→ Work to do
Quote the whole listing word for word, please.

(Records from a dataset)
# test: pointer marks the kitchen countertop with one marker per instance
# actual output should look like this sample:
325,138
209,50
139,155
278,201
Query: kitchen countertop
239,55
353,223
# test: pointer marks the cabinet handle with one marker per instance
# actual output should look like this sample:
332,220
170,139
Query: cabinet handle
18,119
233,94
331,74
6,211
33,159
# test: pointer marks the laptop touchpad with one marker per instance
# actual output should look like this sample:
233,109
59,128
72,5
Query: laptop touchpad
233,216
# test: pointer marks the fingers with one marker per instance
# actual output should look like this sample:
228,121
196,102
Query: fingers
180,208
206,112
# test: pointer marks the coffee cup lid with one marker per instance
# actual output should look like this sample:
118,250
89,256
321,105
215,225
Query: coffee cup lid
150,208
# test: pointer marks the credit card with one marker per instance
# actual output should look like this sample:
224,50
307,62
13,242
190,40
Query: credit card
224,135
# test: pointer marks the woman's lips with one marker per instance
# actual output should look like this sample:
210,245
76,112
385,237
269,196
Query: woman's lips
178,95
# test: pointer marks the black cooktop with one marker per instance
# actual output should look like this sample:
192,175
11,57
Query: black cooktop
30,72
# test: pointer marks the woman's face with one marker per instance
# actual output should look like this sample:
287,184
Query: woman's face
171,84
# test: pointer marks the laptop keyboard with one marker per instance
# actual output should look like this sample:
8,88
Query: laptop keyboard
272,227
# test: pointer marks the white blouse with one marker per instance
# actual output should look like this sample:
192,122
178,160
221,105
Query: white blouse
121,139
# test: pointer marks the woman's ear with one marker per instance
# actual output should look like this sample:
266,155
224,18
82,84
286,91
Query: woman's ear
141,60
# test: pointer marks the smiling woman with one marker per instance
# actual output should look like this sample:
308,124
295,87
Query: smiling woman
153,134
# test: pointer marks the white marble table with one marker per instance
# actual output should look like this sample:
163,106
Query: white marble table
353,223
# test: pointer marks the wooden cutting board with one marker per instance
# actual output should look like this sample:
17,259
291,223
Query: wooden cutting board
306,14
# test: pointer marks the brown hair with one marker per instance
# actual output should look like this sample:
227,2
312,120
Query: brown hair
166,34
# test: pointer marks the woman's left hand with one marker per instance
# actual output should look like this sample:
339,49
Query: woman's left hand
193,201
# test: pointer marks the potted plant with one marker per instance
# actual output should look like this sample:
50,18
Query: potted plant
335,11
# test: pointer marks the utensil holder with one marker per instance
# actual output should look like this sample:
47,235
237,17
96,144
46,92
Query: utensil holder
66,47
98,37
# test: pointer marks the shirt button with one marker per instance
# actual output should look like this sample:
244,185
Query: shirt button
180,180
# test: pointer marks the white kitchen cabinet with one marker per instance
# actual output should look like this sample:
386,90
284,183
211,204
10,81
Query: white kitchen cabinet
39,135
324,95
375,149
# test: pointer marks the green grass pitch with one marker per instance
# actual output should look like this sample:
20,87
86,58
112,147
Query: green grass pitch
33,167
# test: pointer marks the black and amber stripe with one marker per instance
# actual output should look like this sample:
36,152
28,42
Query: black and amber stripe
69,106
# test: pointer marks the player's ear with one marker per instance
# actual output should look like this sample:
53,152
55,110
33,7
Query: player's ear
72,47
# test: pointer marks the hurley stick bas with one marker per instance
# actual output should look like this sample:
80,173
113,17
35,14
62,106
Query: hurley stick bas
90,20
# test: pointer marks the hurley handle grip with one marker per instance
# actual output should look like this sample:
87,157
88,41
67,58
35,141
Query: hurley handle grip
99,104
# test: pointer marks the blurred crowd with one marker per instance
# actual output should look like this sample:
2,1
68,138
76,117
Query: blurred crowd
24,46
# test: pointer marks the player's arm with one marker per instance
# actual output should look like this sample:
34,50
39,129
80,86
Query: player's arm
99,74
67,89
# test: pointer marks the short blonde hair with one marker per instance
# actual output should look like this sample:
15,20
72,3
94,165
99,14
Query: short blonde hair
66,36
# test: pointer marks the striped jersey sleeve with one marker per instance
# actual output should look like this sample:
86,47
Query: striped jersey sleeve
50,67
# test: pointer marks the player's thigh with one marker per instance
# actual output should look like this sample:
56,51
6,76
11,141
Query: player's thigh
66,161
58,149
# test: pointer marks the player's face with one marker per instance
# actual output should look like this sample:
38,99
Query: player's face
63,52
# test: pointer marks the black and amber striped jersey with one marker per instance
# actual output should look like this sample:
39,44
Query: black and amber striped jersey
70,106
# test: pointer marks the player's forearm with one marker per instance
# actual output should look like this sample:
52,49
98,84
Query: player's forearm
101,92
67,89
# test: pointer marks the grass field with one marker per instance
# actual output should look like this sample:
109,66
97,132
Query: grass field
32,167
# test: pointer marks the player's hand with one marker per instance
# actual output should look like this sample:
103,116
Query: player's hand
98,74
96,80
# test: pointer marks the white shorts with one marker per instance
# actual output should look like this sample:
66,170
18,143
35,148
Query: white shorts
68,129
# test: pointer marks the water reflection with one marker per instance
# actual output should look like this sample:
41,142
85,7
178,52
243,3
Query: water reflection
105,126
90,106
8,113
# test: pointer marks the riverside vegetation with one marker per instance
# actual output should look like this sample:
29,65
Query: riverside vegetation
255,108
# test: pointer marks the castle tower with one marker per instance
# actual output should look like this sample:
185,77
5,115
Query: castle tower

→ Output for this task
# test: pointer marks the kitchen countertop with one marker per instance
# actual output should look like this sample:
325,138
209,50
139,155
278,201
Query: kitchen countertop
239,55
353,223
# test: pointer marks the cabinet handle with one marker per instance
# actual output should look like this sample:
332,220
170,139
Query: cabinet handle
18,119
233,94
331,74
6,211
33,159
# test: pointer marks the laptop touchpad with one marker per instance
# actual output should look like this sample:
233,109
59,128
72,5
Query: laptop touchpad
233,216
# test: pointer marks the fingers with one marker per instance
# actual output should look like this sample:
228,121
196,102
Query: fingers
180,208
206,112
# test: pointer marks the coffee cup lid with one marker per instance
# actual output should look like this sample:
118,250
89,256
321,105
215,225
Query: coffee cup lid
150,208
# test: pointer marks the credit card with one marker per instance
# actual output should look like this sample:
224,50
307,62
13,242
190,40
Query: credit card
224,135
# test: pointer marks the woman's lips with one marker per instance
# actual output should look like this sample:
210,245
76,112
385,237
269,196
Query: woman's lips
178,95
# test: pointer marks the black cooktop with one marker per instance
# actual output should look like this sample:
192,175
11,57
Query: black cooktop
30,72
# test: pointer marks the woman's face with one marker per instance
# actual output should look like this sample:
287,184
Query: woman's face
171,84
# test: pointer marks the laptop keyboard with one marker per instance
# actual output should look like this sample:
8,88
Query: laptop keyboard
272,227
# test: pointer marks the white blouse with one marker per instance
# actual output should look like this sample:
192,122
178,160
221,105
Query: white blouse
121,139
# test: pointer marks the woman's ear with one marker per instance
# actual output should look like this sample:
266,155
224,18
82,84
286,91
Query: woman's ear
141,60
# test: pointer marks the smiling woman with one marker per instance
# actual output should look like this sample:
308,124
295,87
Query: smiling woman
153,134
# test: pointer marks the white marble table with one marker per instance
# actual output should look like this sample:
163,106
Query: white marble table
353,223
# test: pointer marks the wooden cutting board with one marker per instance
# actual output should look like this sample:
17,259
291,223
Query: wooden cutting board
306,14
# test: pointer marks the brown hair with one marker per instance
# actual output should look like this sample:
227,2
312,120
Query: brown hair
166,34
# test: pointer marks the woman's left hand with one marker per instance
# actual output should look like this sample:
339,49
Query: woman's left hand
193,201
# test: pointer marks the potted plant with one marker per instance
# actual output should look like this sample:
50,18
Query: potted plant
335,11
# test: pointer marks the utensil holder with one marker per instance
# actual output should look like this sample:
47,235
237,17
96,144
46,92
Query: utensil holder
66,47
98,37
# test: pointer marks the shirt button with one marker per instance
# actual output should look like this sample:
244,185
Query: shirt button
180,180
# test: pointer marks the white kitchen cabinet with one marker per instance
# actual output should look like this sample:
386,90
284,183
211,204
10,81
Query: white kitchen cabinet
39,135
324,95
375,149
# test: pointer marks the green grass pitch with one marker per instance
# actual output should look like this sample:
20,87
86,58
112,147
Query: green grass pitch
33,167
# test: pointer marks the black and amber stripe with one marker per instance
# actual output should look like this sample:
36,152
28,42
Query: black and amber stripe
69,106
# test: pointer marks the player's ear with one marker per instance
# actual output should look like this sample:
53,152
55,110
33,7
Query: player's ear
72,47
# test: pointer marks the hurley stick bas with one marker per instance
# actual output should look like this sample:
80,173
113,17
35,14
62,106
Query: hurley stick bas
90,20
# test: pointer marks the hurley handle grip with one marker per instance
# actual output should look like this sample:
87,157
88,41
67,58
35,141
Query: hurley handle grip
99,104
# test: pointer marks the blurred crowd with one marker per instance
# actual output should look like this sample:
2,1
68,138
76,117
Query: blurred crowd
24,46
# test: pointer marks the player's arm with one marker per instance
# actual output should look like this sample:
34,50
39,129
80,86
Query: player's arm
99,74
67,89
# test: pointer marks the short blonde hair with one marker per instance
# actual output should look like this sample:
15,20
72,3
94,165
99,14
Query: short blonde hair
66,36
# test: pointer marks the striped jersey sleeve with one marker per instance
# actual output should look like this sample:
86,47
Query: striped jersey sleeve
50,67
# test: pointer marks the player's thigh with one marker per instance
# actual output should look like this sample:
56,51
6,76
11,141
Query: player's thigh
66,161
58,149
# test: pointer marks the player's face with one marker per instance
# actual output should look like this sample:
38,99
Query: player's face
63,52
# test: pointer marks the black and amber striped jersey with one marker per instance
# actual output should look like this sample:
39,44
Query: black and amber striped jersey
70,106
# test: pointer marks the player's forearm with one marker per instance
# actual output should look like this sample:
52,49
98,84
Query: player's forearm
101,92
67,89
# test: pointer marks the grass field with one marker per instance
# actual output should look like this sample:
109,66
97,132
Query: grass field
32,167
# test: pointer marks the player's hand with one marker per instance
# actual output should look like this sample:
103,116
Query: player's hand
98,74
96,80
# test: pointer marks the white shorts with one marker per instance
# actual output should look like this sample:
66,170
18,143
35,148
Query: white shorts
68,129
# test: pointer marks the water reflection with one marker per instance
# actual output should look like this sample:
41,142
85,7
178,52
243,3
Query: water reflection
105,126
90,106
8,113
# test: pointer marks the riverside vegetation with one marker per instance
# actual output should look like this sample:
29,65
Query: riverside vegetation
255,108
# test: pointer marks the castle tower with one marker per instance
# actual output should look like this sample:
185,77
5,115
Query: castle tower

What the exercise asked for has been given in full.